▸ Description of the task:
Arrange the records below into a numbered list, omitting any blank lines.

* * * * * * *

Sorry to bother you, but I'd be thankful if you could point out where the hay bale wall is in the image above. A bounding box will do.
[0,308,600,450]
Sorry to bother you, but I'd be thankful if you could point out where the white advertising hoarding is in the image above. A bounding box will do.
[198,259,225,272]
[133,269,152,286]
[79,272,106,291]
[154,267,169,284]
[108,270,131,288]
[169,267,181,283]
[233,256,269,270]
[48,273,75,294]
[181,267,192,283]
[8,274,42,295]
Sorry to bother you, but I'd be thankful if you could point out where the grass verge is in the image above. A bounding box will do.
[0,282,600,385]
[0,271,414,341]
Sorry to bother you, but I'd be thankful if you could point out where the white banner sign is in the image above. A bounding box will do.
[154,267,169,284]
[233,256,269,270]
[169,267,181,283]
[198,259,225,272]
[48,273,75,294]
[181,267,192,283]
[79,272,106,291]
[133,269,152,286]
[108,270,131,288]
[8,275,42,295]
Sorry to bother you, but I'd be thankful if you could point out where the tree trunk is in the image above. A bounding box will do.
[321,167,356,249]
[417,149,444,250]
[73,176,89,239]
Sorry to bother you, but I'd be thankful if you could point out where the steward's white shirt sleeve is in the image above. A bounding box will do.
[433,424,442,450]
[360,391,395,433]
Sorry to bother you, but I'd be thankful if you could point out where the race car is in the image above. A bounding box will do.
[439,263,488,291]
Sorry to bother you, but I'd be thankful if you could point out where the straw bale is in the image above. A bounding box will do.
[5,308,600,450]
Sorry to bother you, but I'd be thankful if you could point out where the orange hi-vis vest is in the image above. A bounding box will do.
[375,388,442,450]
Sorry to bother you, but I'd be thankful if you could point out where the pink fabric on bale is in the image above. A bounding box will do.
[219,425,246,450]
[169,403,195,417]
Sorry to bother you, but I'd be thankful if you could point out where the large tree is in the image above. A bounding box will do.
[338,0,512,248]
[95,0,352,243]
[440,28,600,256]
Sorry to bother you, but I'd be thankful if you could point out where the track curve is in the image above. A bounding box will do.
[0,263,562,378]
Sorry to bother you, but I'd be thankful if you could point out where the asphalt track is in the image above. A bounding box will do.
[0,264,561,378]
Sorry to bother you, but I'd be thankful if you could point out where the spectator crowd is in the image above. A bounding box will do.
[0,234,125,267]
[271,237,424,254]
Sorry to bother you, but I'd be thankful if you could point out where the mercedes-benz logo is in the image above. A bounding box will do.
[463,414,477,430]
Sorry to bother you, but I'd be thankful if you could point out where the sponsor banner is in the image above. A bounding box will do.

* * * * * * *

▸ Solution for this task:
1. Sorry to bother you, but I'd be thankful if you could point out where the hay bale wall is in the image above. A bounding box will do.
2. [0,308,600,450]
3. Sorry to bother you, but I'd be thankful if you could point out where the white advertising hoarding is in the image above. A bounding box will do.
4. [198,259,225,272]
5. [133,269,152,286]
6. [79,272,106,291]
7. [154,267,169,284]
8. [108,270,131,288]
9. [169,267,181,283]
10. [233,256,269,270]
11. [48,273,75,294]
12. [181,267,192,283]
13. [8,274,42,295]
14. Sorry to bother you, but I'd be thankful if you could point out where the grass verge is in the image above. A bounding box will do.
15. [0,282,600,385]
16. [0,271,414,341]
17. Sorry to bother you, but I'd be thankful if you could point out where the white banner sign is in the image above. A bounding box will do.
18. [154,267,169,284]
19. [233,256,269,270]
20. [169,267,181,283]
21. [198,259,225,272]
22. [48,273,75,294]
23. [181,267,192,283]
24. [79,272,106,291]
25. [133,269,152,286]
26. [108,270,131,288]
27. [8,275,42,295]
28. Sorry to bother you, but I'd be thankful if you could point out where the tree trunk is in the image above. A bounding box will do.
29. [321,167,356,249]
30. [417,149,444,250]
31. [73,176,89,239]
32. Sorry to bother you, but I'd be thankful if you could point out where the steward's white shirt sleeve is in the image above. A bounding box will do.
33. [433,424,442,450]
34. [360,391,395,433]
35. Sorry to bother you, but I'd be thankful if you could point out where the race car is in the image above. A bounding box will do.
36. [439,263,488,291]
37. Sorry to bother you, but I'd be thankful if you could point out where the straw bale is in the image above. A bounding box will do.
38. [5,308,600,450]
39. Sorry to bother you, but I'd be thankful if you could point out where the orange hi-vis vest is in the image above. A bounding box will do.
40. [375,388,442,450]
41. Sorry to bother you, but I'd be thankful if you could point out where the pink fabric on bale is in the image above. A bounding box will do.
42. [219,425,246,450]
43. [169,403,195,417]
44. Sorry to bother you, but I'd be thankful if you could point out where the large tree is in the image above. A bounding box will do.
45. [338,0,512,248]
46. [95,0,352,243]
47. [440,28,600,256]
48. Sorry to bother you, but I'd be thankful if you could point out where the track curve is in the image above. A bounding box will do.
49. [0,263,562,378]
50. Sorry to bother you, but I'd be thankful if you could point out where the asphalt track is in the image above. A bounding box will do.
51. [0,264,561,378]
52. Sorry to bother you, but I'd be thankful if you could point out where the spectator crowd is in the image above. A bounding box will do.
53. [0,234,125,267]
54. [271,237,424,254]
55. Sorry to bother you, but I'd be thankful if you could point out where the mercedes-benz logo is in the image above. A bounding box will do.
56. [463,414,477,430]
57. Sorry to bother you, but I'd be thankful if you could point out where the sponsor banner is in the image above. A bounding box will do.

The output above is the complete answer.